Objective –
Leave out the pictures and copy each record below exactly.
━━━━━ Given data
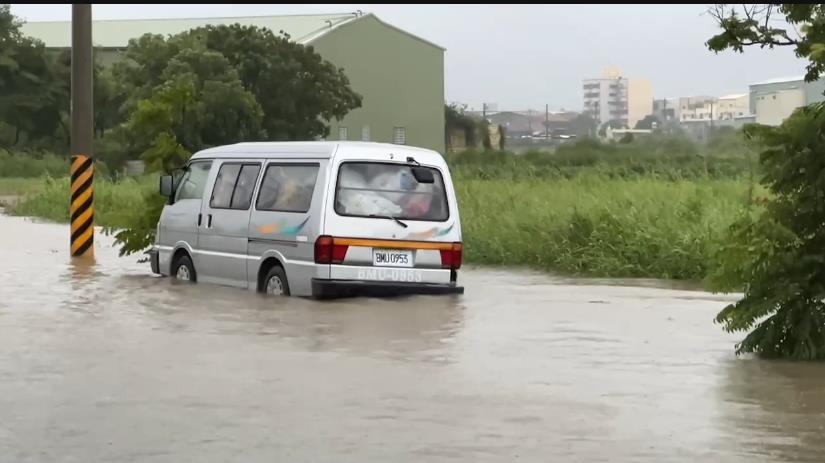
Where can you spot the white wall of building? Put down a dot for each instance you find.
(773, 107)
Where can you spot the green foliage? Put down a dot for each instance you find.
(663, 157)
(456, 118)
(26, 164)
(113, 200)
(779, 255)
(32, 95)
(771, 25)
(648, 122)
(593, 225)
(139, 224)
(219, 85)
(296, 88)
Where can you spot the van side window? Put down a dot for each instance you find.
(194, 181)
(287, 188)
(242, 197)
(234, 186)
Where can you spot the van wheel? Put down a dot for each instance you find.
(184, 270)
(275, 283)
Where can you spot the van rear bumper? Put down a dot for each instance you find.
(324, 289)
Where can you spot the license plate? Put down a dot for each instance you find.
(391, 258)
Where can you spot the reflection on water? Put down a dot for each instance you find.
(522, 367)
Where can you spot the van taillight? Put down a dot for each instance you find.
(327, 252)
(451, 258)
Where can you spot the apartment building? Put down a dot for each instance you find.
(614, 97)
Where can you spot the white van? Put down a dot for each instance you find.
(312, 219)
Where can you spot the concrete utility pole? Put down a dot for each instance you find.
(82, 168)
(546, 121)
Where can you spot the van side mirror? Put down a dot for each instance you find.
(166, 186)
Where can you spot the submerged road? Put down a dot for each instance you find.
(108, 363)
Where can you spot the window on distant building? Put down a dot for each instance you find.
(399, 135)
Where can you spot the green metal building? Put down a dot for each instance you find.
(399, 75)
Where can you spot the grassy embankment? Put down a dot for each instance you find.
(637, 210)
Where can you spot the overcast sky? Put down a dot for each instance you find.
(526, 56)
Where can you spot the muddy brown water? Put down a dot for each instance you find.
(108, 363)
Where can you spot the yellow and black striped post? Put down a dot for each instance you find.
(82, 208)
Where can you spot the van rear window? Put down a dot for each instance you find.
(382, 189)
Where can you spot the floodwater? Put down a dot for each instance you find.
(108, 363)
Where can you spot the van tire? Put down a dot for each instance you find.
(275, 282)
(184, 270)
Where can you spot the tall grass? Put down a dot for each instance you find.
(601, 210)
(597, 226)
(51, 200)
(19, 186)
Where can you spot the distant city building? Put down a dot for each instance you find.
(614, 97)
(697, 108)
(733, 106)
(772, 101)
(666, 109)
(519, 124)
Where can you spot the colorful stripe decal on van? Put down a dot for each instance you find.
(281, 228)
(434, 232)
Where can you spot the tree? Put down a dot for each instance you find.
(778, 255)
(802, 27)
(218, 85)
(297, 89)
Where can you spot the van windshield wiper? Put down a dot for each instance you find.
(389, 217)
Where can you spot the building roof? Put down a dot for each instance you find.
(780, 80)
(733, 96)
(116, 33)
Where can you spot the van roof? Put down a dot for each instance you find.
(315, 149)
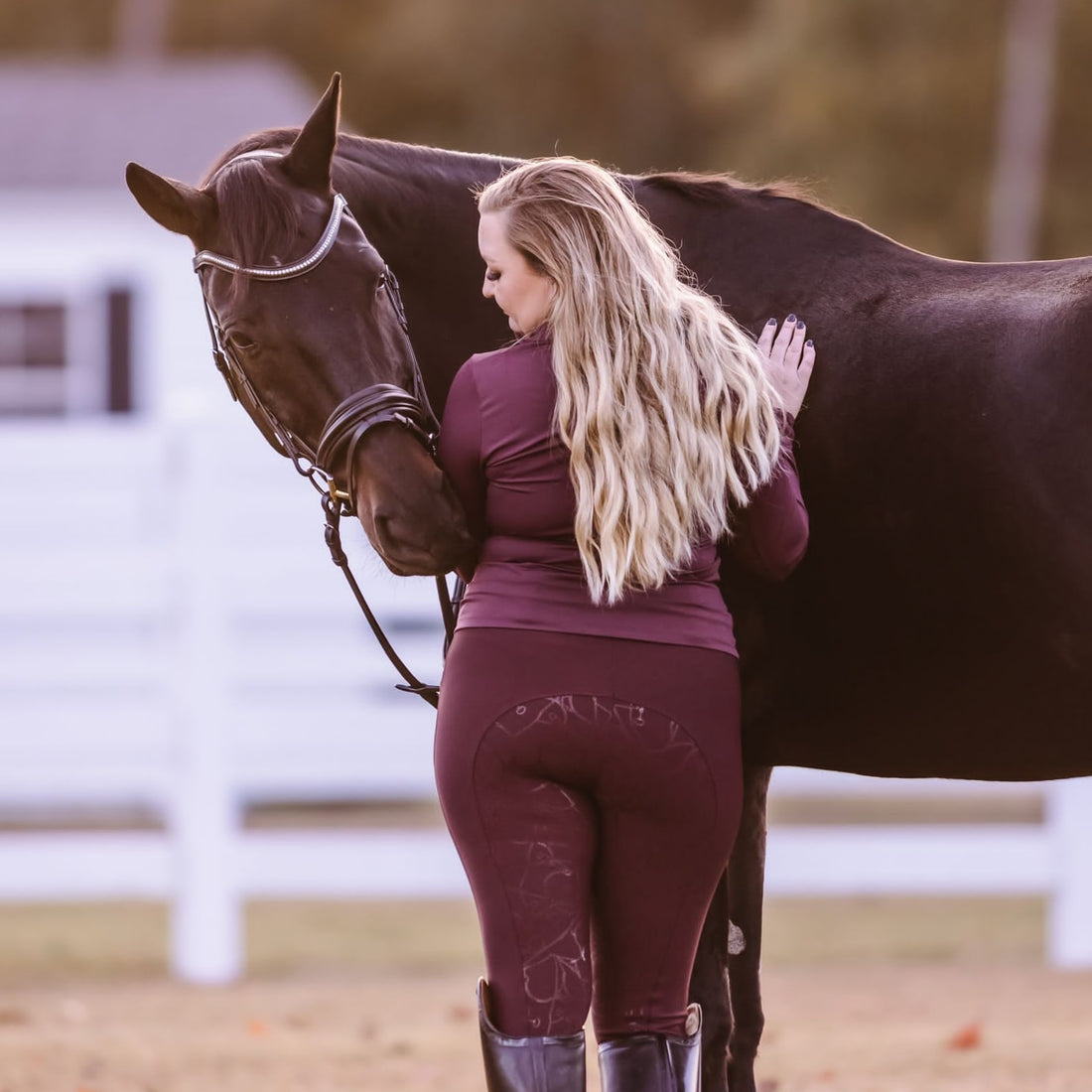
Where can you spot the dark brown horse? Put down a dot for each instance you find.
(941, 622)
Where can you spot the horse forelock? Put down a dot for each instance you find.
(259, 218)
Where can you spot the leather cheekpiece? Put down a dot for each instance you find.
(530, 1062)
(648, 1062)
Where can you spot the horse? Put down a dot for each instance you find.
(940, 623)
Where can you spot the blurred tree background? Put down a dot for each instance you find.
(886, 108)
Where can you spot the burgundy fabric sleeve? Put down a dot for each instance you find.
(771, 532)
(459, 452)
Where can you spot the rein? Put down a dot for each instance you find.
(379, 404)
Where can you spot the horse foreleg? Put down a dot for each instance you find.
━━━━━━━━━━
Exercise output –
Where can you spot the white wall of building? Put down a dot for each instance you find.
(773, 107)
Where can you spot the green foliage? Put down a dot for each instance you find.
(663, 157)
(456, 118)
(26, 164)
(113, 200)
(779, 255)
(32, 95)
(771, 25)
(648, 122)
(593, 225)
(139, 224)
(219, 85)
(296, 88)
Where can you spot the van side window? Put down a dot for each instance you find.
(194, 181)
(287, 188)
(242, 197)
(234, 186)
Where can you spot the van wheel? Put down a dot for each instance you find.
(184, 270)
(275, 283)
Where can you spot the van rear bumper? Put down a dot for each instance you find.
(324, 289)
Where can you spot the license plate? Put down a dot for each instance you find.
(391, 258)
Where can you spot the reflection on water? Put down a dot for each instance you find.
(522, 367)
Where can you spot the van taillight? Put down a dot for each instance you find.
(327, 252)
(451, 258)
Where can you spot the apartment building? Put down a dot for each instance you find.
(614, 97)
Where can you spot the white van? Put down a dot for each instance you find.
(312, 219)
Where can you spot the concrete utility pole? Put down a dot for each instance you find.
(82, 168)
(546, 121)
Where can you spot the van side mirror? Put down a dot for each instance you find.
(166, 186)
Where can you spot the submerged road? Put down a dot for each instance you find.
(108, 363)
Where can you spot the window on distant building? Put down a dot for each instance you find.
(399, 135)
Where can you spot the green metal building? Put down a dot for each instance you find.
(399, 75)
Where can you spot the grassy embankment? Put down a dot for each instance you find.
(637, 210)
Where can you spot the overcast sky? Put down a dot for each instance you find.
(526, 56)
Where can you spot the muddy brown water? Put down a dot for each instance you find.
(108, 363)
Where can you spot the yellow and black striped post? Put down a dot for each instance you find.
(82, 208)
Where can you spot the van rear window? Put down a dot for each instance you find.
(382, 189)
Where can you spot the floodwater? Put down a dot for each instance you find.
(108, 363)
Where can you spot the van tire? Put down a dot for each instance you find.
(275, 282)
(184, 270)
Where can you spot the tall grass? Put down a dot for each instance you find.
(601, 210)
(597, 226)
(51, 200)
(19, 186)
Where can you spot the distant city building? Put down a dot for each instance you find.
(614, 97)
(697, 108)
(733, 106)
(772, 101)
(666, 109)
(519, 124)
Where can you spot the colorful stripe decal on van? Put down a dot for each instance you find.
(281, 228)
(434, 232)
Where can you spot the tree? Put down a dot for each instance you find.
(778, 255)
(802, 27)
(218, 85)
(297, 89)
Where can you spot the van windshield wiper? Put down a dot for each instance you find.
(389, 217)
Where can you spot the building roof? Put down a dot for each instance you find.
(780, 80)
(733, 96)
(116, 33)
Where can you spot the van roof? Put down a dot for each instance you find.
(315, 149)
Where can you spot the dark brown horse? Put down a dot for each instance you find.
(941, 622)
Where can you spot the horse forelock? Put down a dot for each instance you find.
(259, 218)
Where can you spot the leather cheekpiece? Put down a dot for each instance you find.
(530, 1062)
(648, 1062)
Where can you spot the horse? Put down a dot for each instance you find.
(940, 623)
Where can you spot the blurred tree background? Put down a dot for each instance you find.
(886, 108)
Where can you spot the burgundy fabric sleeve? Put down a dot for each instance you find.
(771, 532)
(459, 452)
Where can you spot the rein? Put down a dot for each instance you find.
(379, 404)
Where can you spot the horse foreleg? Put down a dot for each instance you find.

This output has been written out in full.